● **Problems to work on**:
1. Answer these questions about the Wikipedia traffic notebook, each on its own line:
(a) What publication date range does the notebook cover for the articles it analyzes?
(b) Which package does saving the plotly visualizations require?
(c) From which folder are the mobile and desktop files loaded?
2. Write the next part of the Wikipedia traffic notebook, picking up right after its final line of code.

[Start of Quoted text]

# Program Overview

The purpose of this notebook is to analyze monthly article traffic from English Wikipedia articles published 07-01-2015 through 09-30-2023. Specifically, we will be producing graphs for articles with the:
    Highest and lowest average monthly view rates for both desktop and mobile
    Top 10 peak page views for both desktop and mobile access
    Fewest months of data for recent award winners on both mobile and desktop

The source data uses the following license:
**EKRC INSERT LICENSE HERE

We begin by loading common python libraries. Note, the plotly visualization saving requires kaleido, which the user may need to install.

In [2]:
#Import python libraries
import json
from datetime import datetime
import urllib.parse
import requests
import pandas as pd
import plotly.express as px

### Maximum Average and Minimum Average

The following sections of code will find the max and min average pageviews per month for mobile and desktop articles. We will begin by loading in the mobile and desktop files from the clean_data folder as dictionaries.

In [3]:
#Loading in desktop and mobile files
mobile_file = open("../clean_data/academy_monthly_mobile_201507-202309.json")
desktop_file = open("../clean_data/academy_monthly_desktop_201507-202309.json")

#Turn files into dicts
mobile_dict = json.load(mobile_file)
desktop_dict = json.load(desktop_file)

Given we must repeat the process on both desktop and mobile articles we create a function which can be reused to generate a list of article titles and a separate list of average monthly pageviews. By identifying the max and min pageviews' indices, one can also find the articles with the max and min pageviews respectively.

In [4]:
#Creating function to return article name w/ max average monthly pageviews
#and article name with min monthly pageviews

def min_max_articles(dict_file):
    #Finding the average pageviews per month & adding to list
    article_list = list(dict_file.keys())

[End of Quoted text]
[Start of Information supplied]

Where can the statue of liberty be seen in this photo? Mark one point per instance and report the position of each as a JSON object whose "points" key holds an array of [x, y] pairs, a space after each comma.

[End of Information supplied]

● **Exercise results**:
1.
(a) 07-01-2015 through 09-30-2023
(b) kaleido
(c) clean_data

2.
    avg_monthly_views = []
    for key in article_list:
        num_months = 0
        tot_views = 0
        for month in dict_file[key]:
            num_months = num_months + 1
            tot_views = tot_views + month['views']
        avg_monthly_views.append(tot_views/num_months)
    #Getting the index of the max and min pageviews
    min_views = min(avg_monthly_views)
    max_views = max(avg_monthly_views)
    min_index = avg_monthly_views.index(min_views)
    max_index = avg_monthly_views.index(max_views)
    #Getting the name of the max and min articles
    min_article = article_list[min_index]
    max_article = article_list[max_index]
    return min_article, max_article

#Use the following line to test if the method is working
#min_name, max_name= min_max_articles(mobile_dict)
#print(min_name, max_name)

Next, we will create a function to return a dataframe with the timeseries data for the articles with the min and max monthly views from a single datasource.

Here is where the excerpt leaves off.